== Atividades propostas ==
**a.** Reescreva em forma de lista, de modo mais breve, o parágrafo do texto sobre sincretismo religioso que começa com "O estudo de determinado período", mantendo suas ideias principais.
**b.** Liste todas as palavras do texto sobre sincretismo religioso escritas com inicial maiúscula que não estão no começo de uma frase, sem repeti-las.
**c.** Reescreva o trecho do texto sobre sincretismo religioso começando em "O estudo de" e terminando em "o cotidiano popular.", trocando "vestibulares" por "exames de admissão".

O estudo de determinado período precisa abarcar a dimensão das mentalidades, ou seja, uma análise a respeito da cultura e visão de mundo daqueles agentes históricos. Nesse sentido, para se estudar qualquer sociedade, é necessário uma reflexão a respeito de como aqueles indivíduos encaram a vida e a morte. Por isso, o aspecto religião é fundamental para a determinação dessa dimensão e, no caso, quando falamos de História do Brasil, precisamos levar em consideração o fator sincretismos religiosos.
Além de ser fundamental para compreender a mentalidade social, a questão do sincretismo é muito prezada por vestibulares, principalmente o ENEM. Nesse sentido, primeiramente, precisamos entender que a coexistência de elementos e crenças diversas têm como principal palco e atores o cotidiano popular.
As vivências de setores populares na história do Brasil foram os principais agente de fusão de crenças. O catolicismo ibérico que aporta em terras americanas na experiência colonial já é uma religião sincrética em si. A figura dos santos durante a Idade Média marcou um processo de ressignificação de práticas tidas como “pagãs’ e inserção destas ao seio da Cristandade.

== Dados em estudo ==
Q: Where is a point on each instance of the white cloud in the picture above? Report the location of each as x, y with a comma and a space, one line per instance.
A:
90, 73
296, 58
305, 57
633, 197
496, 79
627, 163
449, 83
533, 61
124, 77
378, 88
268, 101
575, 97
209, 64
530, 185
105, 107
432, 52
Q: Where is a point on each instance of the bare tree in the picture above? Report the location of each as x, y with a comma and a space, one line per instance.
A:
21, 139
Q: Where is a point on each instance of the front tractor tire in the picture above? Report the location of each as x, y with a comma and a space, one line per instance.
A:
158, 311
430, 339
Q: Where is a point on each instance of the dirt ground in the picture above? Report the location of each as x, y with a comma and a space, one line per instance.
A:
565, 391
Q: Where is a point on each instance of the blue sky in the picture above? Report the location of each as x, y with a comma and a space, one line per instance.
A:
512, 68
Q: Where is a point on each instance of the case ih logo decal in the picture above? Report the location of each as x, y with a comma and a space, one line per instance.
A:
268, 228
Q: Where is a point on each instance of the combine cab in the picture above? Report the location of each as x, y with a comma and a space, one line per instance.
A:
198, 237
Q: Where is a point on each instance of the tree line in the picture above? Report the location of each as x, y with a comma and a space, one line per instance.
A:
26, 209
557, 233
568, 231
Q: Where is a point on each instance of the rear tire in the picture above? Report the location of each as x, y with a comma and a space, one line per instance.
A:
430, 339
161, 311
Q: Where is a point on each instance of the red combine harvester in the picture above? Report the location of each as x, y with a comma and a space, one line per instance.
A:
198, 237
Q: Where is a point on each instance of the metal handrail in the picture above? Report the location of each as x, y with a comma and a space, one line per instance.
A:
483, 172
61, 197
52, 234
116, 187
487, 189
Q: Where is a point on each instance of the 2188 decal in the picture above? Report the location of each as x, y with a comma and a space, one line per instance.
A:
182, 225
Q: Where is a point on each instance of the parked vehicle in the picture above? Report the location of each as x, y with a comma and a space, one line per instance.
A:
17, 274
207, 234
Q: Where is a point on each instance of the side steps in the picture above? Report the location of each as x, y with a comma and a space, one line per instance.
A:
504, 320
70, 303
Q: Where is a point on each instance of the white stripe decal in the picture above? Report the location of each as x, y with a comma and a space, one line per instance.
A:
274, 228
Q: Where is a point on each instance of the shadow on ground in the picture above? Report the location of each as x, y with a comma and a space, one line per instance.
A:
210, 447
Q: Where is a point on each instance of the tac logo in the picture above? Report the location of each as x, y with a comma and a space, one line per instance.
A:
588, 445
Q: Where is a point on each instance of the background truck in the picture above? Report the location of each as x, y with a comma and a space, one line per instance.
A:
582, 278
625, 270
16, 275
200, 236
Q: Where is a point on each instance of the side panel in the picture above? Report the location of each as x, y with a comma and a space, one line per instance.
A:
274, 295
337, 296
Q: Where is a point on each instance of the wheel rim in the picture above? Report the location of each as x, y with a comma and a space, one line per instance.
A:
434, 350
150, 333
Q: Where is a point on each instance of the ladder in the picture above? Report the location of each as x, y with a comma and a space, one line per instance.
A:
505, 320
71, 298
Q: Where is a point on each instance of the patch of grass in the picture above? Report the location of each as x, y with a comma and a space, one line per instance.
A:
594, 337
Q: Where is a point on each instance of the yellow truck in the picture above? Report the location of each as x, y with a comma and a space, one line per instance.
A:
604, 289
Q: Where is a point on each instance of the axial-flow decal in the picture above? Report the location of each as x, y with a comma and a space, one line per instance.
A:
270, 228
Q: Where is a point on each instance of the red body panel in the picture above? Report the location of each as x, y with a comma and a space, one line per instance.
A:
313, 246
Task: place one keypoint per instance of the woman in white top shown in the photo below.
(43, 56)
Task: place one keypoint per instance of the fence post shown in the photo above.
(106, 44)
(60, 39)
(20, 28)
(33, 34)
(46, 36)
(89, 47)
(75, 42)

== Respostas ==
**a.**
- O estudo de um período deve incluir a dimensão das mentalidades, isto é, a cultura e a visão de mundo dos agentes históricos.
- Estudar uma sociedade exige refletir sobre como seus indivíduos encaram a vida e a morte.
- Por isso, a religião é fundamental para determinar essa dimensão.
- Na História do Brasil, é preciso considerar os sincretismos religiosos.

**b.** História, Brasil, ENEM, Idade, Média, Cristandade

**c.**
O estudo de determinado período precisa abarcar a dimensão das mentalidades, ou seja, uma análise a respeito da cultura e visão de mundo daqueles agentes históricos. Nesse sentido, para se estudar qualquer sociedade, é necessário uma reflexão a respeito de como aqueles indivíduos encaram a vida e a morte. Por isso, o aspecto religião é fundamental para a determinação dessa dimensão e, no caso, quando falamos de História do Brasil, precisamos levar em consideração o fator sincretismos religiosos.
Além de ser fundamental para compreender a mentalidade social, a questão do sincretismo é muito prezada por exames de admissão, principalmente o ENEM. Nesse sentido, primeiramente, precisamos entender que a coexistência de elementos e crenças diversas têm como principal palco e atores o cotidiano popular.